— start of Data shown —
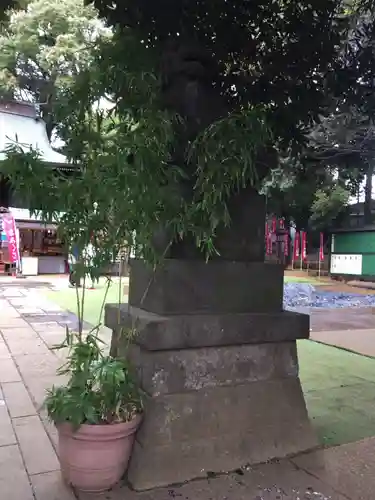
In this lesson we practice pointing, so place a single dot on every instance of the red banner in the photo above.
(321, 247)
(9, 227)
(296, 246)
(268, 240)
(303, 245)
(286, 245)
(274, 224)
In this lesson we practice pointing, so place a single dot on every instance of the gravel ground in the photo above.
— end of Data shown —
**The exercise**
Render the listing above as a Markdown table with the columns Number and Entry, one numbered row per line, skipping blank lines and leaving out the picture.

**Exercise response**
| Number | Entry |
|---|---|
| 1 | In this lesson we practice pointing, so place a single dot on every instance of the red banner in the photo above. |
| 2 | (321, 247) |
| 3 | (9, 227) |
| 4 | (296, 246) |
| 5 | (268, 240) |
| 6 | (303, 245) |
| 7 | (286, 245) |
| 8 | (274, 224) |
| 9 | In this lesson we practice pointing, so place a single dot on every instance of the gravel ground in the photo above. |